PASSAGE PROVIDED:
##########

# For All You Dick Lovers Out There



## Veho (Oct 15, 2017)

Right, now that I've got your attention... 
Philip K. Dick is a well known and prolific SF author who is probably best known for inspiring a ton of very loosely based movie adaptations (Blade Runner, Total Recall (both versions), Screamers, Minority Report, Paycheck, A Scanner Darkly, The Adjustment Bureau, among others), while his own work remaining relatively obscure to the general audience ("but I've read them" doesn't count). 

Philip K. Dick's Electric Dreams is a new Amazon-exclusive series based on the rest of his short stories. Has some recognizable faces in it, too. From what I gathered the episodes are standalone (they had better be). 

​

Will it be a faithful adaptation, or will they stick Dick's musings into a blender and sprinkle the results lightly over a standard crime/drama plot, remains to be seen. 

Dick.


----------



## T-hug (Oct 15, 2017)

I've seen the first 2 a couple of weeks ago and it's ok, bit weird but worth a watch if you like sci-fi.
You can watch them now on http://www.channel4.com/programmes/electric-dreams but might need a proxy if outside UK.
Think the last one airs tonight here.


----------



## The Catboy (Oct 15, 2017)

Dickbaited again


----------



## Veho (Oct 15, 2017)

Lilith Valentine said:


> Dickbaited again


I dangle it in front of you and then yank it away.


----------



## The Catboy (Oct 15, 2017)

Veho said:


> I dangle it in front of you and then yank it away.


I liked and unliked this post just so I could like it for a second time.

On topic, I've never seen this show, but I do know someone with Amazon Prime who I will most lightly watch it at some time because it does look interesting


----------



## spotanjo3 (Oct 15, 2017)

##########

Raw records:
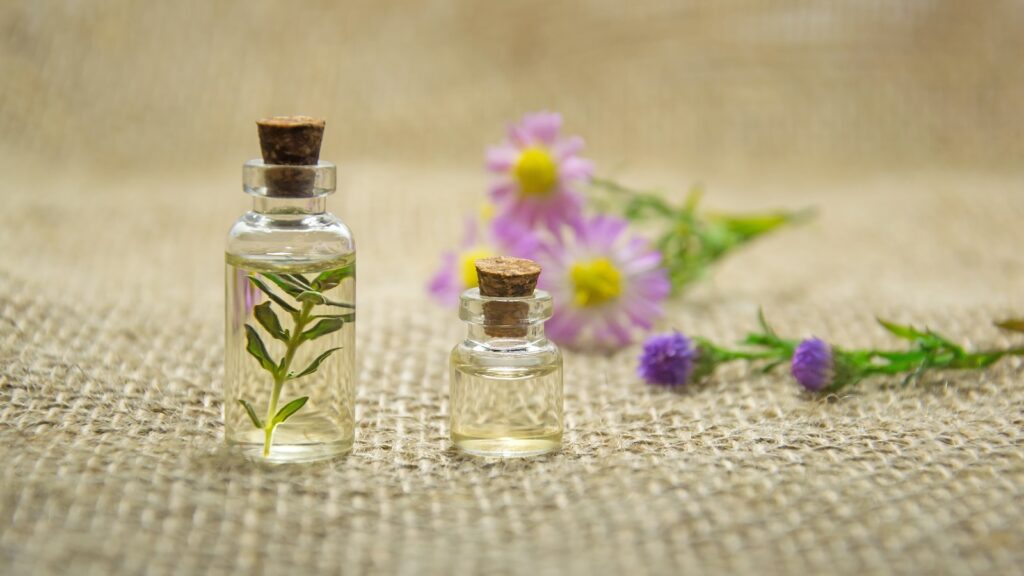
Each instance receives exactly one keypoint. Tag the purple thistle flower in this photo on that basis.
(813, 364)
(668, 360)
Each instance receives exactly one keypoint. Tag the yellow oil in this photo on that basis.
(325, 425)
(506, 411)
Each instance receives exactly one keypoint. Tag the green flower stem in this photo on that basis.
(282, 374)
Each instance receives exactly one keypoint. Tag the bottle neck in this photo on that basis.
(289, 206)
(506, 336)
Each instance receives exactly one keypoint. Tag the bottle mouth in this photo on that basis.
(282, 180)
(509, 312)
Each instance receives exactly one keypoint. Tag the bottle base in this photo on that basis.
(507, 447)
(293, 453)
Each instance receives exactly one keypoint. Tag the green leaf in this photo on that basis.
(299, 280)
(314, 364)
(292, 288)
(331, 302)
(330, 279)
(1012, 324)
(289, 409)
(278, 299)
(310, 296)
(350, 317)
(269, 321)
(254, 345)
(323, 328)
(252, 413)
(906, 332)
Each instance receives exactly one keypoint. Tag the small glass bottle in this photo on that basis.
(506, 377)
(290, 321)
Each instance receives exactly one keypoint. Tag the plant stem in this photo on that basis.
(282, 374)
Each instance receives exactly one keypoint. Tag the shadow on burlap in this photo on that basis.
(111, 345)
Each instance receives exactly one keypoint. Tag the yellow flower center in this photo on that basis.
(596, 282)
(467, 263)
(536, 171)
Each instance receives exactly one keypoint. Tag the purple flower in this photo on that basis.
(458, 272)
(605, 283)
(538, 172)
(813, 365)
(668, 359)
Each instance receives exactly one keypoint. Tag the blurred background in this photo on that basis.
(123, 126)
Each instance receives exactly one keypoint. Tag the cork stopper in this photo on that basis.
(291, 140)
(505, 277)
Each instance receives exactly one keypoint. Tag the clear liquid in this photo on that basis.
(506, 411)
(325, 424)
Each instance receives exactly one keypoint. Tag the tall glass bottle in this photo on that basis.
(506, 377)
(290, 344)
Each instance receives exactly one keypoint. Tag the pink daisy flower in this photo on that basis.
(458, 272)
(605, 283)
(538, 173)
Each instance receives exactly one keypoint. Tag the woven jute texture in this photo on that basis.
(124, 126)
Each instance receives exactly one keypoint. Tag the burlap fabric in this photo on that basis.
(111, 297)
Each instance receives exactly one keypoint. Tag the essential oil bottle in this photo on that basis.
(506, 377)
(290, 316)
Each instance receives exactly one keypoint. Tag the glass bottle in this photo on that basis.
(290, 346)
(506, 378)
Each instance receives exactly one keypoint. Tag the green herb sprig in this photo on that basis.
(305, 295)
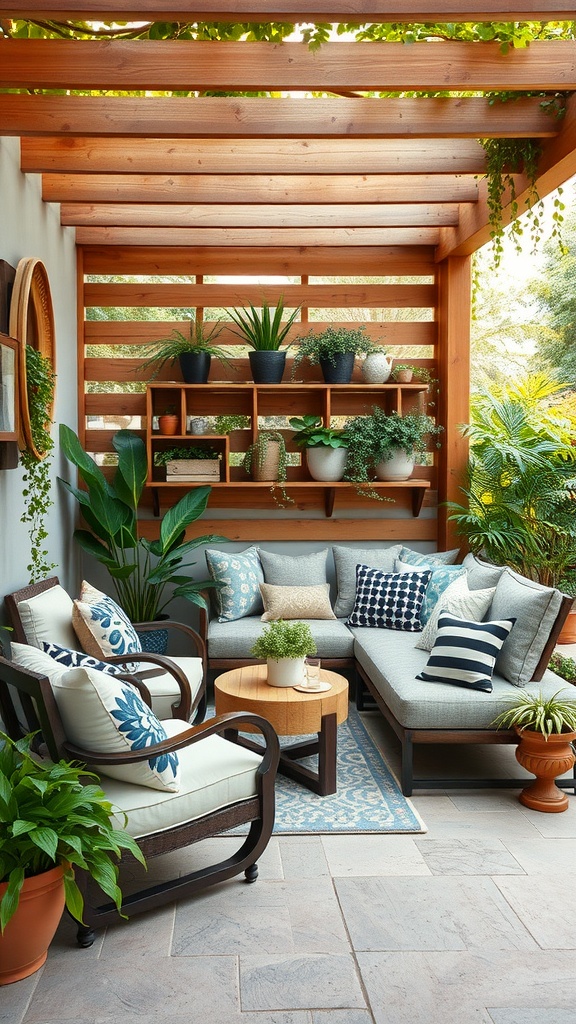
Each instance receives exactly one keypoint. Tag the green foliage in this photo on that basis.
(564, 667)
(521, 481)
(311, 433)
(140, 569)
(262, 331)
(37, 485)
(534, 712)
(282, 639)
(48, 817)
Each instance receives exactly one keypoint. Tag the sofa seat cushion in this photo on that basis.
(392, 662)
(234, 640)
(214, 773)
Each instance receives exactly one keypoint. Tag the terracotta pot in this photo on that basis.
(24, 945)
(546, 759)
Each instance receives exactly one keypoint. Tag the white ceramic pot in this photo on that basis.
(286, 671)
(398, 467)
(376, 368)
(326, 463)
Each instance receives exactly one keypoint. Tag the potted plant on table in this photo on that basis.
(326, 448)
(50, 822)
(285, 645)
(546, 727)
(264, 332)
(334, 349)
(194, 353)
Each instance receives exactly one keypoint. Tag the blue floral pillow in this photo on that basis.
(103, 627)
(241, 574)
(441, 578)
(75, 658)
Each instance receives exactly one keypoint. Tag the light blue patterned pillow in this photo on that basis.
(442, 577)
(75, 658)
(103, 627)
(241, 576)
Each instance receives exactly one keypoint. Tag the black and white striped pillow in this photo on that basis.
(464, 652)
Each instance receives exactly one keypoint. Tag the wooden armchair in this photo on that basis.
(221, 785)
(42, 611)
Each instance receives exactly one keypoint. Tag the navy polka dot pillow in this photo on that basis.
(388, 600)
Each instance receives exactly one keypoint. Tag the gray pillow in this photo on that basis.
(535, 609)
(345, 560)
(294, 570)
(481, 574)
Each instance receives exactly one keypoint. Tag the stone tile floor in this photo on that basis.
(471, 923)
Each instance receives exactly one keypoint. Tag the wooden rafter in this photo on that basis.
(252, 67)
(261, 118)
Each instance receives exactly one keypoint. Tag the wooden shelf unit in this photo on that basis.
(259, 400)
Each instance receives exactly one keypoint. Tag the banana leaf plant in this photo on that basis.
(147, 574)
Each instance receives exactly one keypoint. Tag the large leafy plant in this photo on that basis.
(48, 817)
(141, 569)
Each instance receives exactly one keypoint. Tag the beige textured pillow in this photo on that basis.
(296, 602)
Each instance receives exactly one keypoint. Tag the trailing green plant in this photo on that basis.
(331, 342)
(521, 481)
(538, 714)
(264, 330)
(285, 639)
(49, 817)
(312, 433)
(37, 484)
(564, 667)
(190, 452)
(141, 569)
(200, 339)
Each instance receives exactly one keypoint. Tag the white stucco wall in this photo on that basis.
(31, 227)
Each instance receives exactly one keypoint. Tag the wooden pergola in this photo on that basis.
(342, 185)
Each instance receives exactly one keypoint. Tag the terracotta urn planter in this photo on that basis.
(24, 944)
(547, 759)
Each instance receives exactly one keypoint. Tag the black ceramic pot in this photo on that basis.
(339, 370)
(268, 366)
(195, 367)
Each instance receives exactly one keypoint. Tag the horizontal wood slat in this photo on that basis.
(250, 117)
(320, 296)
(243, 156)
(257, 215)
(227, 66)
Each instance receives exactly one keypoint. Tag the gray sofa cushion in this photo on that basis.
(535, 608)
(234, 640)
(393, 663)
(345, 560)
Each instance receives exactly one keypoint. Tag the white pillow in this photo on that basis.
(105, 714)
(459, 600)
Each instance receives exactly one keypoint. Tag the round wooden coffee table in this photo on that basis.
(292, 713)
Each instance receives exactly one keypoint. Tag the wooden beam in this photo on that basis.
(292, 10)
(345, 215)
(136, 65)
(213, 156)
(270, 189)
(282, 237)
(249, 117)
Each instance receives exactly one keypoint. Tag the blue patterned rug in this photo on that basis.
(368, 800)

##########

WHAT THIS TASK INVOLVES: In the forum thread about Electric Dreams, how does the first post describe the series Philip K. Dick's Electric Dreams?

EXERCISE SOLUTION: It is a new Amazon-exclusive series based on the rest of Philip K. Dick's short stories.